• **WRITTEN PROBLEM A**
Repeat word for word the part of the nitrous oxide passage starting with "Disclosure of Invention" and going on through "using the catalyst.".

• **PASSAGE TO READ**
"""

According to the method for decomposing nitrous oxide using the catalyst described in (1) to (4) above, nitrous oxide in a high concentration may be decomposed, however, it is reported that the catalyst is some or less poisoned by the halothane. In recent years, fluoroether-type volatile anesthetics such as isoflurane (1-chloro-2,2,2-trifluoroethyl difluoromethyl ether) and -sevoflurane (fluoromethyl-2,2,2-trifluoro-1-(trifluoro-methyl) ethyl ether) are used, and sevoflurane in particular readily decomposes as compared with halothane and therefore, even the catalyst (3) which is relatively less poisoned by halothane is poisoned. Thus, catalysts known at present cannot be evaded from the poisoning by fluoroethers.
According to the method for decomposing nitrous oxide using the catalyst described in (2) to (4) above, nitrous oxide in a high concentration may be decomposed but nitrogen monoxide (NO) and nitrogen dioxide (NO) (hereinafter collectively referred to as “NOx”) as nitrogen oxides are produced in an amount of 5 to 32 ppm and this disadvantageously results in the generation of NOx in excess of the allowable concentration of 3 ppm (TWA, time weighted average) for NO2. According to the method for decomposing nitrous oxide using the catalyst described in (1), when moisture in an amount of, for example, approximately from 1 to 3% is present in the reaction gas, the catalyst may decrease in the activity and this remains as a problem to be solved.
The nitrous oxide-containing waste anesthetic gas discharged from an operating room differs from the nitrous oxide-containing exhaust gas discharged from factories or incineration facilities in the following points: firstly, the concentration of nitrous oxide contained in the waste anesthetic gas is very high of 20 to 50% and secondly, the waste anesthetic gas contains a volatile anesthetic gas. Particularly, when a waste anesthetic gas having mixed therein a volatile anesthetic is fed as it is to the catalyst for decomposing nitrous oxide as described above, this sometimes incurs decrease in the specific surface area of the catalyst for decomposing nitrous oxide, as a result, the catalytic activity is seriously reduced. Although it is preferred for maintaining the activity of the catalyst for decomposing nitrous oxide to remove the volatile anesthetic as much as possible, demands are being made to develop a catalyst capable of being less poisoned and free from deterioration in the activity even when the volatile anesthetic flows into the catalyst layer.
Disclosure of Invention
The present invention has been made under these circumstances and the object of the present invention is to provide a catalyst for decomposing nitrous oxide contained in a waste anesthetic gas discharged from an operating room. Particularly, the object of the present invention is to provide a catalyst for decomposing nitrous oxide, which cannot be easily affected by a volatile anesthetic contained in a waste anesthetic gas, which can recover the activity by activation and regeneration even when deteriorated, and which can reduce the amount of NOx generated to less than the allowable concentration. The object of the present invention includes providing a process for producing the catalyst and a method for decomposing nitrous oxide using the catalyst.

"""

• **WRITTEN PROBLEM B**
Pick out every line of the rows below that contains the word "distant" and copy each one; case counts.

• **THE RECORDS**
"""

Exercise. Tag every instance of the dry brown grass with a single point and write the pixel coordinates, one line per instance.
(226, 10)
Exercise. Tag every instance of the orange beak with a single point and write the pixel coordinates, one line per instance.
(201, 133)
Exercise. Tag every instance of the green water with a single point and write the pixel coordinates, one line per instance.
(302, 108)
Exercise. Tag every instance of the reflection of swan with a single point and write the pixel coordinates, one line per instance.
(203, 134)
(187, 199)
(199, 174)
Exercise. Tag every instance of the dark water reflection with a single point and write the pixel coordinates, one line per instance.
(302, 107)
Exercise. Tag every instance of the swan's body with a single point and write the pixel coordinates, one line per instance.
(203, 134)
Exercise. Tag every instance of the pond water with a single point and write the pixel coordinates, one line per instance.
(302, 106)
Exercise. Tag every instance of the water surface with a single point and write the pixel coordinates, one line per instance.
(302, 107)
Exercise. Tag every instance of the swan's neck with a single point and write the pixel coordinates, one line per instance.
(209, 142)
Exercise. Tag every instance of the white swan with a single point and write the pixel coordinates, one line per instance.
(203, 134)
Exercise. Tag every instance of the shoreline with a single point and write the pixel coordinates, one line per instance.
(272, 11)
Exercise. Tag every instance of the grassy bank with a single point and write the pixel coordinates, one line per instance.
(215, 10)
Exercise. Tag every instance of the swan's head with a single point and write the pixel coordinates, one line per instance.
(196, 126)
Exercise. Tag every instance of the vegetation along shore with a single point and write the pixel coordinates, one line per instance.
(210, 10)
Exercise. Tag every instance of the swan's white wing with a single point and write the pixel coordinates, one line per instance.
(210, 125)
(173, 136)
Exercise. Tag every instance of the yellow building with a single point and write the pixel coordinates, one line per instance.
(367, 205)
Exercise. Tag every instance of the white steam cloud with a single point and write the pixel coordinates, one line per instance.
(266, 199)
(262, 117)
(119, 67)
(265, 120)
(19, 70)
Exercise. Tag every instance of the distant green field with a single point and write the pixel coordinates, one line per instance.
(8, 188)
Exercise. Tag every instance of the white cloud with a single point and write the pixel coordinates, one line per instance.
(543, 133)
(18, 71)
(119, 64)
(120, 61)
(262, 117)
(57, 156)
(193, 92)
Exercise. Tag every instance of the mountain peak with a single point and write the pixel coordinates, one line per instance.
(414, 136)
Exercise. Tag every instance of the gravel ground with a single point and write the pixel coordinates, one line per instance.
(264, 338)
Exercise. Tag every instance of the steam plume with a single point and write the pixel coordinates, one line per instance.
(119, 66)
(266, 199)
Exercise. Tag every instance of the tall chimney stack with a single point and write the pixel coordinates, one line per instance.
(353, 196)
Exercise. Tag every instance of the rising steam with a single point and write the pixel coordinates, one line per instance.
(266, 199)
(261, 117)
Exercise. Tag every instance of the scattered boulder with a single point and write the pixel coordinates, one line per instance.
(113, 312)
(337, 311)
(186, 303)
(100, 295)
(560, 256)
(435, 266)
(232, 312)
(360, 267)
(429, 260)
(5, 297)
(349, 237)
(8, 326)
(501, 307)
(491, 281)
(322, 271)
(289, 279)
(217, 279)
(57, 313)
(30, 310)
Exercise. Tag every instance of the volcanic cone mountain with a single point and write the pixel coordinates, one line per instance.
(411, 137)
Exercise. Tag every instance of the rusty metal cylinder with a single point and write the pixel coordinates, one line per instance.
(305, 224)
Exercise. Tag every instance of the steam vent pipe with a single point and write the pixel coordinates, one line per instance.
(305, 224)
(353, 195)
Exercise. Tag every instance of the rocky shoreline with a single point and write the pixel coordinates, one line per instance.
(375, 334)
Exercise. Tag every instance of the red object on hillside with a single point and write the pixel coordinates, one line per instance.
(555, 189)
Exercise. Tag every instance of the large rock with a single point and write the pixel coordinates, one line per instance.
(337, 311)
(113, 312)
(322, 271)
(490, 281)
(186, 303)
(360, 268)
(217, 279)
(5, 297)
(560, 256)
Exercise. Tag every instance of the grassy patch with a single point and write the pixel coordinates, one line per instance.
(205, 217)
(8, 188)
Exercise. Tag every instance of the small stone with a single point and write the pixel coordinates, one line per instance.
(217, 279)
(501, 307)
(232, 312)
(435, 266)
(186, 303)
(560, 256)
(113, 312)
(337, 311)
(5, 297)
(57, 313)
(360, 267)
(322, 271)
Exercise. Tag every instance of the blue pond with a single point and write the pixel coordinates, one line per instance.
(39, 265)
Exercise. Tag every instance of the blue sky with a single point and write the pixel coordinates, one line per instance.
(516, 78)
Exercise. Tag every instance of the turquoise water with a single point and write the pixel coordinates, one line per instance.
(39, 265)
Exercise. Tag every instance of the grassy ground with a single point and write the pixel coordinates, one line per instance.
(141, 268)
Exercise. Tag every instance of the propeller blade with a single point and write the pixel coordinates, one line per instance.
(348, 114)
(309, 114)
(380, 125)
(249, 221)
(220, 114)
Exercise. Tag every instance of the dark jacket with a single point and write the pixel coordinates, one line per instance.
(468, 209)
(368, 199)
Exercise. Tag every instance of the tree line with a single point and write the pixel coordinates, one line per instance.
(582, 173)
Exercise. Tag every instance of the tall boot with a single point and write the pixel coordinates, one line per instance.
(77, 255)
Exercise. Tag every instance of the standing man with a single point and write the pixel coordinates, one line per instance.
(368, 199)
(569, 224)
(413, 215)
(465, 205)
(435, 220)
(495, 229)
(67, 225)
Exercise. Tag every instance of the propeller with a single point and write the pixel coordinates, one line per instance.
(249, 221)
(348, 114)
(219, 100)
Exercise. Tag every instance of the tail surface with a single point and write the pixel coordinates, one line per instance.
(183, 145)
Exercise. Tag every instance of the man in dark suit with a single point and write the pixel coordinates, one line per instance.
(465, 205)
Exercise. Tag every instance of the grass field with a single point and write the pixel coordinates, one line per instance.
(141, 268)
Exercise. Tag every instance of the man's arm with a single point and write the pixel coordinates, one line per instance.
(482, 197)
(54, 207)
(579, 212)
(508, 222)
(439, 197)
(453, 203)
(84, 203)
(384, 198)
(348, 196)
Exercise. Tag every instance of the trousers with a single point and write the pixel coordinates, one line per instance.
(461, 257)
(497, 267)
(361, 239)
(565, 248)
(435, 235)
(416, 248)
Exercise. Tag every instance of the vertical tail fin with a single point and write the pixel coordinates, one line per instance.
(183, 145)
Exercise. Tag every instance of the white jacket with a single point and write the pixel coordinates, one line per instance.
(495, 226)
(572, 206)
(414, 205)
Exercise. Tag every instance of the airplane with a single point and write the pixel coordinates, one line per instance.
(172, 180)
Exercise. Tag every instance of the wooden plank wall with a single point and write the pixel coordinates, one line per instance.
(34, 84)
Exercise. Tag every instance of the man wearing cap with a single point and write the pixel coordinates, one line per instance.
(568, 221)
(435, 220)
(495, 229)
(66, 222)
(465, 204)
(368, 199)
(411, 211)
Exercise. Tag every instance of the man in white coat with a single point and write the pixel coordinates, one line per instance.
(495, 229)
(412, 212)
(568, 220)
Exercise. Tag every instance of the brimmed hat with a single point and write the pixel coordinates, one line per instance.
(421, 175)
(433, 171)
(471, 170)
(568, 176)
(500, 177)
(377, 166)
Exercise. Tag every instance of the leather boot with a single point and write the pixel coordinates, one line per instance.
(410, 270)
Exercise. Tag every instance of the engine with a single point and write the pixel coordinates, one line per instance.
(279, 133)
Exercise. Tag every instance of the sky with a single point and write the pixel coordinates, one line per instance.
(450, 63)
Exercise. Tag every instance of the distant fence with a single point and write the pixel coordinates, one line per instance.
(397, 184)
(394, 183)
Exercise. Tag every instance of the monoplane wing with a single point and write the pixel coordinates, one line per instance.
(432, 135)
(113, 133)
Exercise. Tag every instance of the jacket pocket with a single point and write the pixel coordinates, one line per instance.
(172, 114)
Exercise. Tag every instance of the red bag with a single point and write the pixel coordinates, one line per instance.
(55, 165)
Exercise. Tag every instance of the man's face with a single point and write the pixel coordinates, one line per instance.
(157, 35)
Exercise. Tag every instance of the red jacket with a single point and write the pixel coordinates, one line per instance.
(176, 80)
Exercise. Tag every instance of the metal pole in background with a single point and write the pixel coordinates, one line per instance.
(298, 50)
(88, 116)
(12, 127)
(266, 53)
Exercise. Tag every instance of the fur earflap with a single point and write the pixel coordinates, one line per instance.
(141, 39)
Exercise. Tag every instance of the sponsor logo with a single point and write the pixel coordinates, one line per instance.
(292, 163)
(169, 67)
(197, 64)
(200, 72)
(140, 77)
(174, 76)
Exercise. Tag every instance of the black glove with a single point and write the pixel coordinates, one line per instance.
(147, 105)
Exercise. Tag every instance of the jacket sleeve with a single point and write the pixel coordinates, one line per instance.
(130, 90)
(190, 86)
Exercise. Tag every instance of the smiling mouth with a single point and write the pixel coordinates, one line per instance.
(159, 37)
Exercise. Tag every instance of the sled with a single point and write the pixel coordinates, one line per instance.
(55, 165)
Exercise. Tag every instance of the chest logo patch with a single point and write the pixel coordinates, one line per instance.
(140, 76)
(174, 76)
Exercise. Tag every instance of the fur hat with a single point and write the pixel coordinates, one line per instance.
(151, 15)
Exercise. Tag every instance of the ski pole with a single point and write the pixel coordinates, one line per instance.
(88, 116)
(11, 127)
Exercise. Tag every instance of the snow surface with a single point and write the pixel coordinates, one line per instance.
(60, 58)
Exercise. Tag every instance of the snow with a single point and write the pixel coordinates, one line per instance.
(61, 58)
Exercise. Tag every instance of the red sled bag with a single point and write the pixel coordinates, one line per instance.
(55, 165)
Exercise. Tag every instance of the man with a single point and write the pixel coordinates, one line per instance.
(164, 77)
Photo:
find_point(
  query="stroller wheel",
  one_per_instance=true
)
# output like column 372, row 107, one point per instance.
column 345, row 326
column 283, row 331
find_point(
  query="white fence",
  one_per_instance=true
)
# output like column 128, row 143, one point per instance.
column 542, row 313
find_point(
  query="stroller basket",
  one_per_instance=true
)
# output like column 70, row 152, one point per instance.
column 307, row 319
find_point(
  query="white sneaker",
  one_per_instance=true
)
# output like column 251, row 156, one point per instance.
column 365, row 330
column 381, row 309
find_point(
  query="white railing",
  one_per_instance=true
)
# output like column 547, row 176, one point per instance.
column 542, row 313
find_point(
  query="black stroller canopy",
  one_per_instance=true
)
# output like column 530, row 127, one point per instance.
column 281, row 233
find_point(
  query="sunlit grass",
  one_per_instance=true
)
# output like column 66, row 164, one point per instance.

"""

• **FINISHED ANSWER A**
Disclosure of Invention
The present invention has been made under these circumstances and the object of the present invention is to provide a catalyst for decomposing nitrous oxide contained in a waste anesthetic gas discharged from an operating room. Particularly, the object of the present invention is to provide a catalyst for decomposing nitrous oxide, which cannot be easily affected by a volatile anesthetic contained in a waste anesthetic gas, which can recover the activity by activation and regeneration even when deteriorated, and which can reduce the amount of NOx generated to less than the allowable concentration. The object of the present invention includes providing a process for producing the catalyst and a method for decomposing nitrous oxide using the catalyst.

• **FINISHED ANSWER B**
Exercise. Tag every instance of the distant green field with a single point and write the pixel coordinates, one line per instance.
Exercise. Tag every instance of the distant fence with a single point and write the pixel coordinates, one line per instance.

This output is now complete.